Top of DATA TO PROCESS

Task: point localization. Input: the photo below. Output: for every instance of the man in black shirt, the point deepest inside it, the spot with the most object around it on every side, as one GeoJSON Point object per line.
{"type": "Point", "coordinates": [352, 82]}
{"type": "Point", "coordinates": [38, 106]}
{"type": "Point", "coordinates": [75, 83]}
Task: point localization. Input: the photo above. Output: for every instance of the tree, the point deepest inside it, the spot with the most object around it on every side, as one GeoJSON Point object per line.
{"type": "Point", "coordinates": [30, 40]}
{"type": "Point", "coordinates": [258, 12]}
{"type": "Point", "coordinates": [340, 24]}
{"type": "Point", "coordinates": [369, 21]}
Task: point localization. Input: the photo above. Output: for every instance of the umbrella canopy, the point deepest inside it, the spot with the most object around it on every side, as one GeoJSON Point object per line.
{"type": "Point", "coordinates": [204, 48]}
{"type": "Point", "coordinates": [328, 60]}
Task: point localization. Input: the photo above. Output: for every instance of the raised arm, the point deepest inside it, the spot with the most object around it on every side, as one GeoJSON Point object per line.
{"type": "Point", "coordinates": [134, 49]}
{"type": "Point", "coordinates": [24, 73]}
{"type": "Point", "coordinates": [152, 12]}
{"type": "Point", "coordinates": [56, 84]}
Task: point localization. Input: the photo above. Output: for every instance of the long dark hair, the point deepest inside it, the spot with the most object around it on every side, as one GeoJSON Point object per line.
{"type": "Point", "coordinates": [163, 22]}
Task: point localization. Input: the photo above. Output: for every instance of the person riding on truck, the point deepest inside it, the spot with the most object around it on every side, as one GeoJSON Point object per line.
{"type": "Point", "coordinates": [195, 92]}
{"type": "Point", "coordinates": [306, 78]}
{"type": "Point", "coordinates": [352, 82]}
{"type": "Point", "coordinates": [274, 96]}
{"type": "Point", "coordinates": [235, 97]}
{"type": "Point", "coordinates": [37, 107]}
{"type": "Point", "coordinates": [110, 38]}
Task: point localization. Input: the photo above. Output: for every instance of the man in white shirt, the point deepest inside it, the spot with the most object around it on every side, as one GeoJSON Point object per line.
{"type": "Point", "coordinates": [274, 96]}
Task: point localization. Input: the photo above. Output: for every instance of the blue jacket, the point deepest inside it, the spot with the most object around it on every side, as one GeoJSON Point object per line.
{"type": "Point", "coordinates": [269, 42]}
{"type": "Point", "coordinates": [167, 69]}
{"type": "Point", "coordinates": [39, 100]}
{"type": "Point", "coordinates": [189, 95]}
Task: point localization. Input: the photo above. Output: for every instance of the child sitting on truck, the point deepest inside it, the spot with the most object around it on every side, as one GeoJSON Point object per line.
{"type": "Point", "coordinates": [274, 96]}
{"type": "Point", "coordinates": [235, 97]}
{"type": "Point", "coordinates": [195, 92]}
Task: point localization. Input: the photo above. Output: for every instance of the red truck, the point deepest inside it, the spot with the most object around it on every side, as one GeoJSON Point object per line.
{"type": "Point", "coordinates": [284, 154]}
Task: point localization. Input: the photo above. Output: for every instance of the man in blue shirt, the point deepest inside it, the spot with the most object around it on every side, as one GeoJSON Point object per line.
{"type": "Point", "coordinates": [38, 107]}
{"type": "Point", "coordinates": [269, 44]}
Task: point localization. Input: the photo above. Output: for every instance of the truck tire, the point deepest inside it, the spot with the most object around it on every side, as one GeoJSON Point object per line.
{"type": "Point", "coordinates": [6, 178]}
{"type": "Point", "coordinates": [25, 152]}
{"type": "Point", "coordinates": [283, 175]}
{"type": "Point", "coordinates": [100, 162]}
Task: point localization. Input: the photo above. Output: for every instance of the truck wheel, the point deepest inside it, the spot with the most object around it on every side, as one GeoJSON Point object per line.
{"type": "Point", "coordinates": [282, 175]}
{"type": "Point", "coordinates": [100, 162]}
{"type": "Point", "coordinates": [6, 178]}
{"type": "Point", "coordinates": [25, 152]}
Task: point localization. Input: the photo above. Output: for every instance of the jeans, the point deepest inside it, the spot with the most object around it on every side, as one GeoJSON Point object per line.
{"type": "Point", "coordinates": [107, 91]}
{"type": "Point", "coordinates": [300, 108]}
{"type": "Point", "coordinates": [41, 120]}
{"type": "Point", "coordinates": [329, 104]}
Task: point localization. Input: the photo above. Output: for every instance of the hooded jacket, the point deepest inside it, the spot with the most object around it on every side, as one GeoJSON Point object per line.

Bottom of DATA TO PROCESS

TASK OBJECTIVE:
Copy out all of the records, keeping every line identical.

RESPONSE TO THIS EXERCISE:
Task: point localization. Input: the photo below. Output: for every instance of the man in black shirt, the point deepest inside it, the spot with the most object around it on every side, as one GeoJSON Point object per line.
{"type": "Point", "coordinates": [352, 82]}
{"type": "Point", "coordinates": [38, 106]}
{"type": "Point", "coordinates": [75, 83]}
Task: point localization. Input: the photo above. Output: for every instance of the tree, the point deepest inside it, the spot with the most object around it on every side, as one GeoJSON Point object per line.
{"type": "Point", "coordinates": [30, 40]}
{"type": "Point", "coordinates": [258, 12]}
{"type": "Point", "coordinates": [340, 24]}
{"type": "Point", "coordinates": [369, 21]}
Task: point localization. Input: the photo above. Output: for every instance of the umbrella canopy, the point deepest inside it, the spot with the most object around it on every side, as one GeoJSON Point object per line.
{"type": "Point", "coordinates": [204, 48]}
{"type": "Point", "coordinates": [328, 60]}
Task: point localization. Input: the photo above. Output: for every instance of the raised arm, the point deepest inside it, the spot with the most object around it on every side, as one GeoJSON Point object per line.
{"type": "Point", "coordinates": [134, 49]}
{"type": "Point", "coordinates": [24, 73]}
{"type": "Point", "coordinates": [152, 12]}
{"type": "Point", "coordinates": [56, 84]}
Task: point localization. Input: the photo above. Output: for every instance of the long dark hair, the point deepest inside it, the spot with the most object around it on every side, as one GeoJSON Point object per line.
{"type": "Point", "coordinates": [163, 22]}
Task: point localization. Input: the photo above. Output: for every instance of the person riding on truck, the point deepest inside it, the spot with the most object around it on every side, as one GeoJSON Point object per line.
{"type": "Point", "coordinates": [195, 92]}
{"type": "Point", "coordinates": [306, 78]}
{"type": "Point", "coordinates": [352, 82]}
{"type": "Point", "coordinates": [274, 96]}
{"type": "Point", "coordinates": [235, 97]}
{"type": "Point", "coordinates": [37, 107]}
{"type": "Point", "coordinates": [110, 38]}
Task: point localization. Input: the photo above. Output: for every instance of the man in white shirt, the point deepest inside it, the spot with the most object around it on every side, as one GeoJSON Point object per line.
{"type": "Point", "coordinates": [274, 96]}
Task: point localization. Input: the photo above. Output: for every instance of the blue jacket, the point deepest inside it, the spot with the most object around it on every side, as one GeoJSON Point object per line.
{"type": "Point", "coordinates": [269, 42]}
{"type": "Point", "coordinates": [167, 69]}
{"type": "Point", "coordinates": [39, 100]}
{"type": "Point", "coordinates": [189, 95]}
Task: point localization. Input: the photo above. Output: for every instance of the child sitting on truck, the point deepest inside it, the spot with the most object around it on every side, as one GeoJSON Point object per line.
{"type": "Point", "coordinates": [274, 96]}
{"type": "Point", "coordinates": [235, 97]}
{"type": "Point", "coordinates": [195, 92]}
Task: point localization. Input: the photo above. Output: for every instance of the red truck, the point deepest inside it, the spot with the most object around it on every side, as one GeoJSON Point object per line.
{"type": "Point", "coordinates": [284, 154]}
Task: point localization. Input: the photo above. Output: for every instance of the man in blue shirt, the point deepest inside it, the spot with the most object around it on every side, as one GeoJSON Point object per line.
{"type": "Point", "coordinates": [38, 107]}
{"type": "Point", "coordinates": [269, 44]}
Task: point localization. Input: the photo above. Output: for every instance of the truck tire, the point deepest inside it, the spot with the most object around it on every side, as one GeoJSON Point object per line.
{"type": "Point", "coordinates": [6, 178]}
{"type": "Point", "coordinates": [25, 152]}
{"type": "Point", "coordinates": [283, 175]}
{"type": "Point", "coordinates": [100, 162]}
Task: point localization. Input: the photo above. Output: for every instance of the truck wheel, the point deepest inside it, the spot with the most object around it on every side, as one GeoJSON Point object per line.
{"type": "Point", "coordinates": [282, 175]}
{"type": "Point", "coordinates": [100, 162]}
{"type": "Point", "coordinates": [6, 178]}
{"type": "Point", "coordinates": [25, 152]}
Task: point localization. Input: the photo above. Output: for every instance of the jeans, the point deepest inside it, the spot with the most object around it on every side, as one GeoJSON Point object per line.
{"type": "Point", "coordinates": [107, 91]}
{"type": "Point", "coordinates": [300, 108]}
{"type": "Point", "coordinates": [41, 120]}
{"type": "Point", "coordinates": [329, 104]}
Task: point localization. Input: the photo above. Output: for every instance of the hooded jacket, the point deepest inside it, the spot with the most object around it on every side, as one GeoJSON Point object per line.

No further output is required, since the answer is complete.